# Textabschnitt:
----
Etwas moralinsauer stellte die grüne Abgeordnete Renée Wagener bei den Parlamentsdebatten um die Regierungserklärung die Frage an den verbliebenen Parlamentarierrest: "Und wenn Politik doch ein Spiel wäre?" Wenn dem so wäre, dann gehörte Eugène Berger wohl zu den Hauptverlierern. Der Primärschullehrer hatte sich im Vorfeld der Parlamentswahlen abgerackert, die leere Formel einer liberalen Bildungsoffensive mit ein paar intelligenten Inhalten zu füllen. Doch letztlich wollte ihn die neue DP-Bildungsministerin nicht mal als Staatssekretär. Nun sitzt er in der neuen Regierung, wenn er denn zu den Kabinettssitzungen eingeladen wird, am Katzentisch. Als Staatssekretär im Umweltministerium verwaltet Berger die Konkursmasse eines Ressorts, das in der neuen Regierung komplett unter die Räder gekommen ist.
Kernbereiche der Umweltpolitik, wie Energie und Verkehr, wurden vollends direkt oder indirekt dem Wirtschaftsminister unterstellt und sind damit umweltpolitisch in puncto BTB und Stromliberalisierung klar einzuordnen; zusätzlich wurde das Umweltressort mit der Übertragung des Wasserwirtschaftsamtes an das Innenministerium und der Förderung der Biodiversität an das Landwirtschaftsministerium, personell und budgetär erheblich beschnitten - die umweltpolitische Akzentsetzung könnte in diesen Bereichen noch stärker als bisher verblassen. Wie auch im Bereich Landesplanung, ein Politikfeld das zwar einem verwandten Ressort zugeordnet wird, doch Gefahr läuft, auf die kommunale Ebene eingeengt zu werden und durch den Verlust eines eigenen, an Umweltbelangen interessierten Ministers bei der Planung von Umgehungsstrassen oder Hochwasserschutzzonen an Profil zu verlieren.
Durch die neue Kompetenzaufteilung werden das Umweltministerium und die angeschlossene Verwaltung auseinandergerissen und verlieren damit politisch an Stärke. Sollte der neue Umweltminister, Charles Goerens, keine visionäre Kraft aufbringen, droht das Ressort, zwischen den aufgeblähten Ministerien für Inneres, Wirtschaft und Landwirtschaft aufgerieben zu werden und zu einer Verwaltung zu verkrüppeln, in der unter den Tempovorgaben des neuen Staatssekretärs Kommododossiers möglichst rasch verabschiedet werden. Denn ob das Ressort seinen starken Stellenwert bei betrieblichen Umweltauflagen behält, ist nach den bisherigen Äußerungen der Liberalen eher ungewiß: Bis zum Ende des Jahres wird das neue Kabinett mit den Ausführungsreglements zur Kommodoreform befasst und entscheiden, wie weit der Spielraum der Umweltverwaltung bei den betrieblichen Umweltauflagen noch reicht.
----
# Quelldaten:
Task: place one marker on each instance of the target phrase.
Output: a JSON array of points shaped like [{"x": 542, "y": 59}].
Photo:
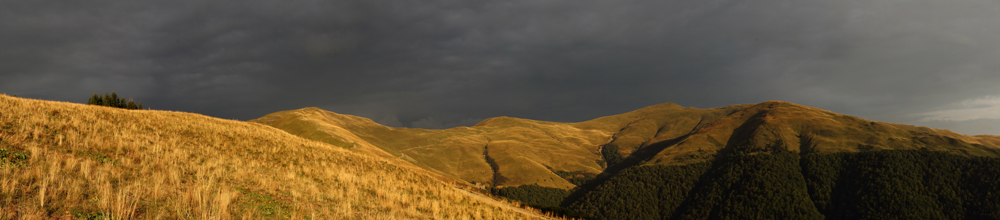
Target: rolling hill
[
  {"x": 696, "y": 162},
  {"x": 66, "y": 160}
]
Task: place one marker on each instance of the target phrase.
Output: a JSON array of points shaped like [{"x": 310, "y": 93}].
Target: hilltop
[
  {"x": 767, "y": 160},
  {"x": 505, "y": 151},
  {"x": 61, "y": 159}
]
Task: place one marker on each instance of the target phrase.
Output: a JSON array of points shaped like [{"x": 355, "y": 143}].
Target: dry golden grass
[
  {"x": 533, "y": 152},
  {"x": 65, "y": 160}
]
----
# Aufgaben:
[1] Nenne alle Personen, die im Textabschnitt mit vollem Namen erwähnt werden.
[2] Gib an, wie viele Zeilen der Einträge das Wort "array" enthalten, und nenne nur die Zahl.

# Lösungen:
[1] Renée Wagener, Eugène Berger, Charles Goerens

[2] 3